*** Given text ***

You could look at the FIMO source code and perform the same scaling and rounding calculations.

  • Is there a way to see the estimated probability distribution? I do this step manually also (so I can compute the pvalue). I fit a normal distribution on all possible scores of my PWM (which can be as a high as 4^10).

No, there is no FIMO option that prints out that table. You could modify the FIMO code to do this if you like. I'm don't think a normal distribution is a very good estimate of the score distribution. By your own calculation, the best possible match to the motif has a log odds score on the order of 10, so I don't understand how a distribution could produce a score as high as 4^10.
 
  • I have experimentally verified peaks on the transcription factor of interest. I am guessing that I can simply ignore the q-value here as I am not 'discovering' new sites. Basically, I can compare the results FIMO gives me with the experimentally found sites and conduct my sensitivity analysis and ROC curves.

If you have a biological gold standard that gives you the ground truth, then you are all set, but given the q-values FIMO is reporting I wouldn't expect FIMO to perform very well on the sensitivity analysis. I'd expect most of FIMOs reported matches will be false positives.

***

_Explore the material_
1: In the FIMO discussion, why does the responder not understand how a distribution could produce a score as high as 4^10?
2: From the FIMO discussion, quote the passage between "You could look" and "high as 4^10).", inclusive.

*** Record excerpts ***

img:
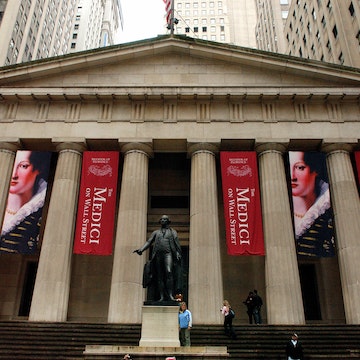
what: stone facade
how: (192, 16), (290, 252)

***
*** Record excerpts ***

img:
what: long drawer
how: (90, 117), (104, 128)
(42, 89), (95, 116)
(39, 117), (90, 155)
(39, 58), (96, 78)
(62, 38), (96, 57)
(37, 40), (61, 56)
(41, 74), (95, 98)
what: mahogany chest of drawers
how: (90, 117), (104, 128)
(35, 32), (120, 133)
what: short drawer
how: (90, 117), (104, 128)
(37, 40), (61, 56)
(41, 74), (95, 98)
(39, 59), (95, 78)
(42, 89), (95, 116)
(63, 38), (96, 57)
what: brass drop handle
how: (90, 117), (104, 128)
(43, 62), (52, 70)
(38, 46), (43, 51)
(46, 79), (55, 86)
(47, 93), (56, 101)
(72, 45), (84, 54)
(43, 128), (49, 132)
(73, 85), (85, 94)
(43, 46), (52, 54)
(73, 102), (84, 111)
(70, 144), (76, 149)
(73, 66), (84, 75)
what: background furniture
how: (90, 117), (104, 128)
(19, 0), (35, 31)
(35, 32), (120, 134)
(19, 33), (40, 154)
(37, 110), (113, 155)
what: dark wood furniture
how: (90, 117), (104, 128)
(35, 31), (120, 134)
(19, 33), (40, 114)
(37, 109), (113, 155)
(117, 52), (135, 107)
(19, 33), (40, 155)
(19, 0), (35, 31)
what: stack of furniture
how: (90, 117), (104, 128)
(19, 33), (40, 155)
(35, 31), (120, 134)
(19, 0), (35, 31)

***
*** Record excerpts ***

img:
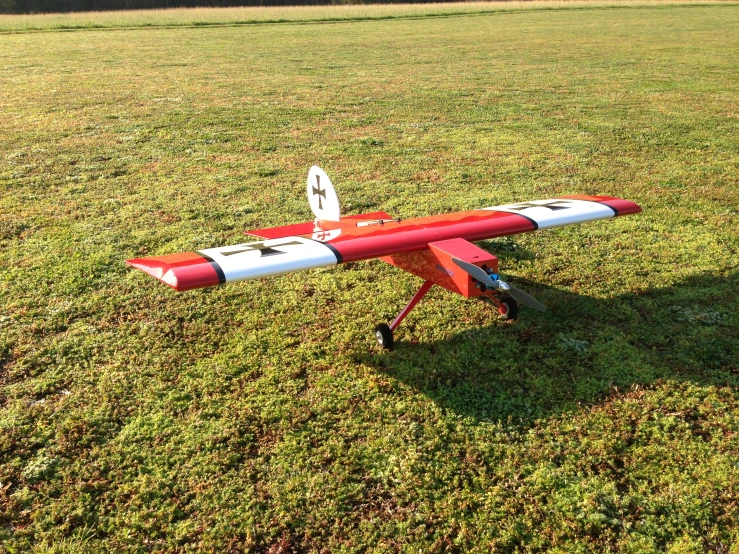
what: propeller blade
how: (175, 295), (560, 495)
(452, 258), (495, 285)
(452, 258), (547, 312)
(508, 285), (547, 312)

***

_Answers for this exercise_
1: The asker's own calculation puts the best possible match to the motif at a log odds score on the order of 10. A score of 4^10 therefore doesn't fit.

2:
You could look at the FIMO source code and perform the same scaling and rounding calculations.

  • Is there a way to see the estimated probability distribution? I do this step manually also (so I can compute the pvalue). I fit a normal distribution on all possible scores of my PWM (which can be as a high as 4^10).